What this task involves -> Omitting all pictures, copy word for word the lines from the line containing "the cow's ear" through the final line of the entries.

Data extract ->
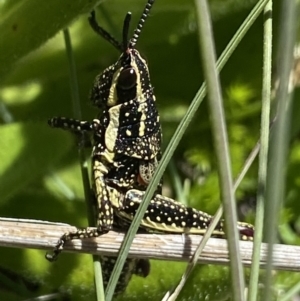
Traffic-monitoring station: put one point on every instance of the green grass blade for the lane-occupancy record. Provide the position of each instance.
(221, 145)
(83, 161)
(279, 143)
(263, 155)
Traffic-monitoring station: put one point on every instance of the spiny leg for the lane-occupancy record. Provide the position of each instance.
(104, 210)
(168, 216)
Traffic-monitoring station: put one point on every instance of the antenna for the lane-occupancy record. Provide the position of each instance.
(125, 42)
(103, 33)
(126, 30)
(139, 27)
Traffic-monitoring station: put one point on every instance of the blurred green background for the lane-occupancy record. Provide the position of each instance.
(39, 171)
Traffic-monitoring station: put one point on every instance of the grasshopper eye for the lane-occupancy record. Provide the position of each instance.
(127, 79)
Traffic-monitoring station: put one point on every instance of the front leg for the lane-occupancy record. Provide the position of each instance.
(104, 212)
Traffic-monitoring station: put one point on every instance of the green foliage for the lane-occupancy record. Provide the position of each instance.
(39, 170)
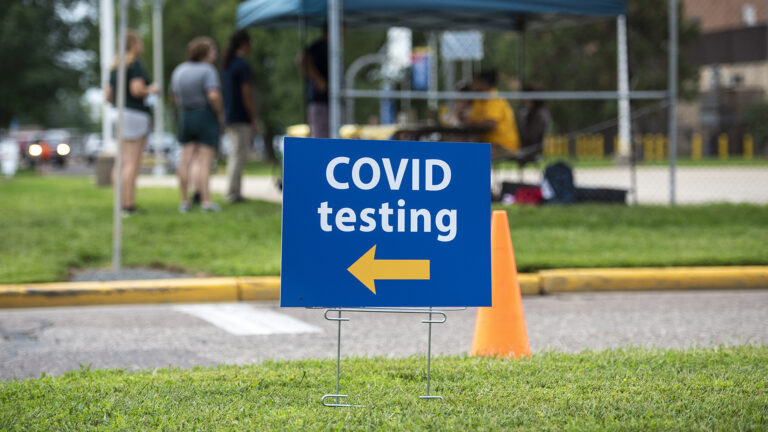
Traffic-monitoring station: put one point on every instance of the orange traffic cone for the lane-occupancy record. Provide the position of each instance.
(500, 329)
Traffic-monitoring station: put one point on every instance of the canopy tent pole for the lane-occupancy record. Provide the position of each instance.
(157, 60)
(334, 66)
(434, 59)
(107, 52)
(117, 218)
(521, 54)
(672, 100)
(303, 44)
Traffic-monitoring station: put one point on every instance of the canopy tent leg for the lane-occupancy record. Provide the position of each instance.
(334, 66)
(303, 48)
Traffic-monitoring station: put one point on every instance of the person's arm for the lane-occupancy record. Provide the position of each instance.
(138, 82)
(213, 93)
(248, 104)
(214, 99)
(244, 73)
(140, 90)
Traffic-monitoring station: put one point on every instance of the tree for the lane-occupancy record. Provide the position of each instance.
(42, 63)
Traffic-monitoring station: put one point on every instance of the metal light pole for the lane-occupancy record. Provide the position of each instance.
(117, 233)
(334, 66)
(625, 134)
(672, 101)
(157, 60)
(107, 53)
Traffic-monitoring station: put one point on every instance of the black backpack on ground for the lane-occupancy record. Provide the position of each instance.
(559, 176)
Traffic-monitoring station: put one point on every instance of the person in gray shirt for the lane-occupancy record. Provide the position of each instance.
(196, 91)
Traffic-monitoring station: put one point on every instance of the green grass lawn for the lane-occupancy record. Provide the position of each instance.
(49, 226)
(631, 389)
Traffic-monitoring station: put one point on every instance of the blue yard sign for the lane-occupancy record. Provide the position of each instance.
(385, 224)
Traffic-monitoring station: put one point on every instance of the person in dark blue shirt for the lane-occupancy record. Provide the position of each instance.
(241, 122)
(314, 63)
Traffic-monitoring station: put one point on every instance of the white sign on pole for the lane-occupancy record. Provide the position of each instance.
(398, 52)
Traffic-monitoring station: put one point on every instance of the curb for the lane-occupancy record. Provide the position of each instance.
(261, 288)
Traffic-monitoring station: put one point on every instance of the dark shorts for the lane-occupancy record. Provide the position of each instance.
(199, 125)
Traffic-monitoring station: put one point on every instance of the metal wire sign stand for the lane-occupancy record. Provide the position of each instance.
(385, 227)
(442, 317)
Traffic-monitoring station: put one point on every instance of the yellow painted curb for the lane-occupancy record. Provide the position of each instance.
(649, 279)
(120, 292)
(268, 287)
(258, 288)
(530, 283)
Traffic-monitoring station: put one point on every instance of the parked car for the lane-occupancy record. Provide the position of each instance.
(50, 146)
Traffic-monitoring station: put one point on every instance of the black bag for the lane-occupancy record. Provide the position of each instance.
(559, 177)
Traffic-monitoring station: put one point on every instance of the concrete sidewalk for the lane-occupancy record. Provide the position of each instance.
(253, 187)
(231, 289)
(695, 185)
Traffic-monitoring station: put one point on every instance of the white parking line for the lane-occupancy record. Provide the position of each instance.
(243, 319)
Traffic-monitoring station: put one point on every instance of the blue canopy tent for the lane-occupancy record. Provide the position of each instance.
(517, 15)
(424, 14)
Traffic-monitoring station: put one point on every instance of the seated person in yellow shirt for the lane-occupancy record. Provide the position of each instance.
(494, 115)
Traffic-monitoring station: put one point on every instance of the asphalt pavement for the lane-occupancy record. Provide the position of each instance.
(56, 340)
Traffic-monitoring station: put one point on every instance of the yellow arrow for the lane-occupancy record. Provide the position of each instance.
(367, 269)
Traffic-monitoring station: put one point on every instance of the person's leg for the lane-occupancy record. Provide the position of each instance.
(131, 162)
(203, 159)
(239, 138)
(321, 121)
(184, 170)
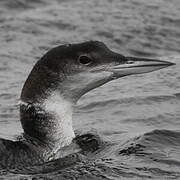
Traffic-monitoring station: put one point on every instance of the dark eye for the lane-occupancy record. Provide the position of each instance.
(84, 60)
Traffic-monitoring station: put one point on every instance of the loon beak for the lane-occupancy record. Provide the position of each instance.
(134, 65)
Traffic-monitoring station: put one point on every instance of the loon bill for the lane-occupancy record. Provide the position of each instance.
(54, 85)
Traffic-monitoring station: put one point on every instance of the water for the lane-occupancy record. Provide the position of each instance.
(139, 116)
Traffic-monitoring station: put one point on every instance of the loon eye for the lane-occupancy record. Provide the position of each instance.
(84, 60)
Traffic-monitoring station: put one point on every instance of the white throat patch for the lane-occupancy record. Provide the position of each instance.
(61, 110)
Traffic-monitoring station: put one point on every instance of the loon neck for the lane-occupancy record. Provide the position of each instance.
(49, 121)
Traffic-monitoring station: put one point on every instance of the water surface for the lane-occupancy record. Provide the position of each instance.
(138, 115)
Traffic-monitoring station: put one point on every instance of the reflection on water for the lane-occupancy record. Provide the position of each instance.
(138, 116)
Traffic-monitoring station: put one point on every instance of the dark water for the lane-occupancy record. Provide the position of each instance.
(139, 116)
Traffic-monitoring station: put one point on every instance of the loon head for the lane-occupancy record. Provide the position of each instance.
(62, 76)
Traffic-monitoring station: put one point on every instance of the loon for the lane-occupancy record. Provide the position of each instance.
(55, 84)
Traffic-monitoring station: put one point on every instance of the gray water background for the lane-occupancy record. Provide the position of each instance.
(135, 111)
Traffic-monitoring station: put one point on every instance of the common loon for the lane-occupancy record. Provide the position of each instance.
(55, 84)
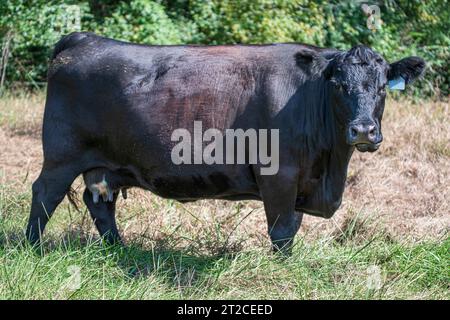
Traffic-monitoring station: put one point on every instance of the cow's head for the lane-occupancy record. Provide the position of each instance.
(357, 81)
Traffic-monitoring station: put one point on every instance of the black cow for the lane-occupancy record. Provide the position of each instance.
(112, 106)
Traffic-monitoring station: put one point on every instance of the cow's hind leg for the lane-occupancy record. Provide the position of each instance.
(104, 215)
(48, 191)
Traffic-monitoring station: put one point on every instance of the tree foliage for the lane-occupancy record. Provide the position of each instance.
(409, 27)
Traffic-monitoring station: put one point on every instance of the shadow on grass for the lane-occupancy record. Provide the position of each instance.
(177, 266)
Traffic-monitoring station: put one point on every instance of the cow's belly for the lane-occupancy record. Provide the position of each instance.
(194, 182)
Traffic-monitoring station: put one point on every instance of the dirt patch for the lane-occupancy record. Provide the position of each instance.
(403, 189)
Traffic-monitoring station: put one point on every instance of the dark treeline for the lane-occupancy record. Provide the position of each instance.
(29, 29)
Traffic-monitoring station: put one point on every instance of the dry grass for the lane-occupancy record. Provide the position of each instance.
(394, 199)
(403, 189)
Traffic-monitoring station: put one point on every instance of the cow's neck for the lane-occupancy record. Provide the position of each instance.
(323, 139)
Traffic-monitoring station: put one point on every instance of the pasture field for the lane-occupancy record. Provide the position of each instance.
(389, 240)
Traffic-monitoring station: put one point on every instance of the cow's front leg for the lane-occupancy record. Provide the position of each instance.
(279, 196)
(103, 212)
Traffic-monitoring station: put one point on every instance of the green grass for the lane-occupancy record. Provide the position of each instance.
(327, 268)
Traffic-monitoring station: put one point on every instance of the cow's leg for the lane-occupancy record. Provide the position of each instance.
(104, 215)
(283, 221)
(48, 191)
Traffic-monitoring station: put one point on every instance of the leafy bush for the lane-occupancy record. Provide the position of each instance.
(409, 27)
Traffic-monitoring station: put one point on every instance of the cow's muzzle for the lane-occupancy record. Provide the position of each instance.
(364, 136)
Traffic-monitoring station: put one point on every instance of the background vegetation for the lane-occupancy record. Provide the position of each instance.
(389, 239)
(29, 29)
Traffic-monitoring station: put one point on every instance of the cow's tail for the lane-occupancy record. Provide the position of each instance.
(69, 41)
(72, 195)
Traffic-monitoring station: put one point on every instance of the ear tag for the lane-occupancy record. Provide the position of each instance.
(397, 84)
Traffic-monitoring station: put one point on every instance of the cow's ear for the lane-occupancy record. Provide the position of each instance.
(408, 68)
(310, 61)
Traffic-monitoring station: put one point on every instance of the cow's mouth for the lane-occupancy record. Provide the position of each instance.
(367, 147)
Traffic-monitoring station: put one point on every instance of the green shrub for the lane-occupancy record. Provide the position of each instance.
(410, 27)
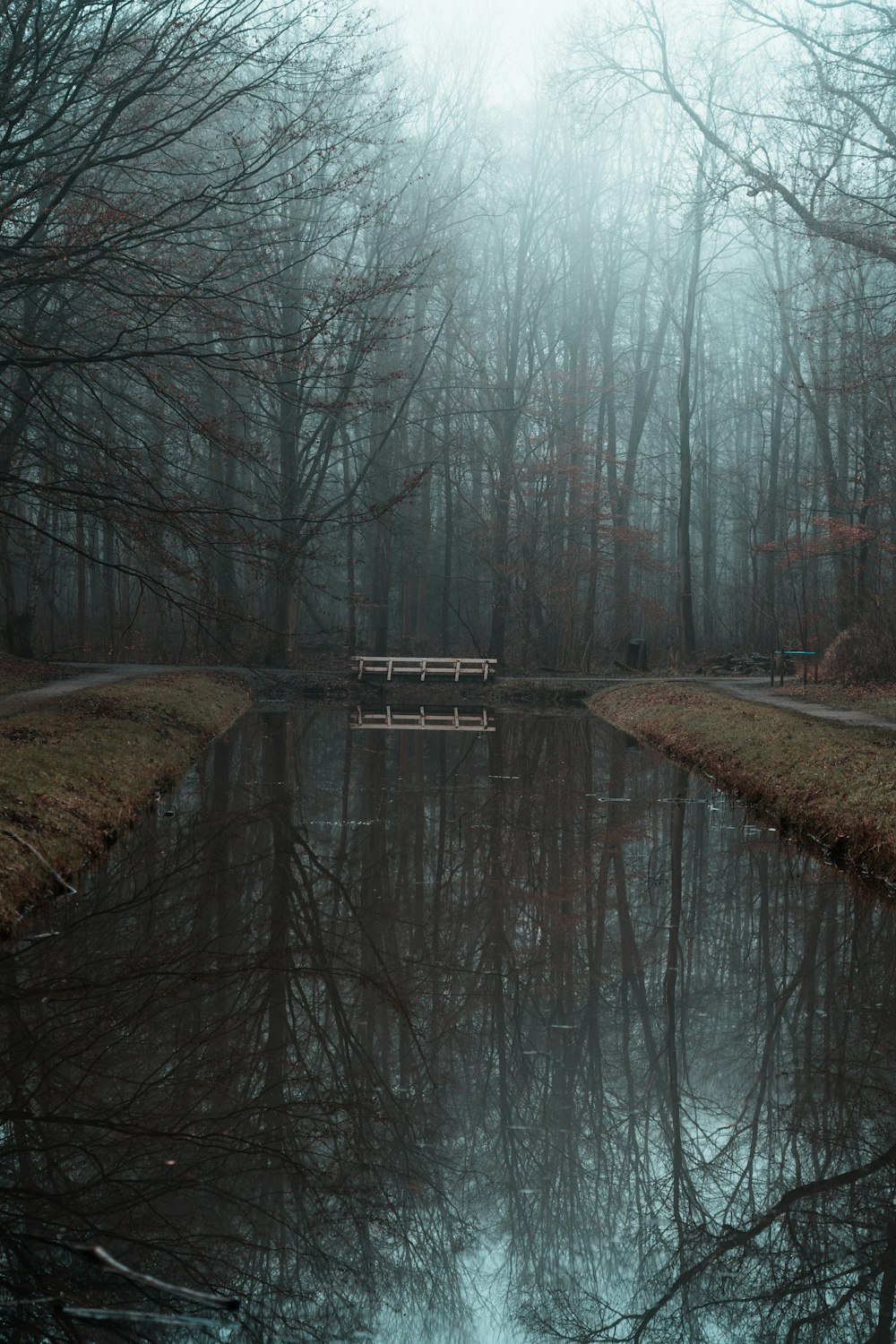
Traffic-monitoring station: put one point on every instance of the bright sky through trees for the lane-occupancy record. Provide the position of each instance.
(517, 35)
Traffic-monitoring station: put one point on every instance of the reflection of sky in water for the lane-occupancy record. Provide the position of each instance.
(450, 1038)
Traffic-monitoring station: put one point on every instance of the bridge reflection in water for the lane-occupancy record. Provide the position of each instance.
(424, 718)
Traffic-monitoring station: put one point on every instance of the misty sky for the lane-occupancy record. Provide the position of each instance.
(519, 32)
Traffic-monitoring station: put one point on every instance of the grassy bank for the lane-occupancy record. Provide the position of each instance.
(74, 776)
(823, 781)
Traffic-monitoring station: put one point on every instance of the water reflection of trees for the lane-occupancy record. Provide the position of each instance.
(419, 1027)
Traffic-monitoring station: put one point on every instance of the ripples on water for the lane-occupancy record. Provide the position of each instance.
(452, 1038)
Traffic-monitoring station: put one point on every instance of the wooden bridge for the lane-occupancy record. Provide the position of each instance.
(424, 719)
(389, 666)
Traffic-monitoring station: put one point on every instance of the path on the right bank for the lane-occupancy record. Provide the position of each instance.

Answer in full ->
Traffic-monitoring station: put one point on every instance of the cow's ear for the lane-occupancy record. Provide the position of each instance.
(408, 68)
(310, 61)
Traffic-monitoring station: put one point on every instance of the cow's mouth for the lane-occupancy record. Provide the position of each instance.
(367, 147)
Traffic-monitoring station: put one point on every instance of the green shrub for the lane-occupancy record. Provide the position of each instance.
(410, 27)
Traffic-monitoring station: put one point on every instance of the bright sky through trees for the lane-occupancy record. Provide the position of each instance.
(517, 35)
Traffic-monitoring station: put one point on every instance of the reflection of sky in water for the lane-occupancy record. Provide the position of each instance.
(450, 1038)
Traffic-monitoring station: put one point on every instance of the bridge reflection in water for the lane-occupancy record. Provide the position of each instance.
(424, 718)
Traffic-monitoring station: put one point on every instance of the misty sky for the lane-occupancy record. Provide the position of each instance.
(519, 32)
Traffic-monitoring station: put one point on every instance of the grassy bank for the lane-occupancy record. Provide the position of each instance.
(74, 776)
(823, 781)
Traffic-monitoring station: put one point on every instance of the water reflection of trees for the lane-occupancy record. Provide the position of each instance.
(419, 1027)
Traffic-monitoring station: put one point on every instance of the ripples on water for the lane-occupancy record. Provide the position of each instance.
(452, 1038)
Traffic-monitoring station: put one point on every instance of the wooden bridge for the lane-occupancy record. Provide the position of each instance.
(424, 719)
(389, 666)
Traffic-monitoring station: put one point on every instance of the path on the right bank for the lane-occupancy record. Provide the position of each instance.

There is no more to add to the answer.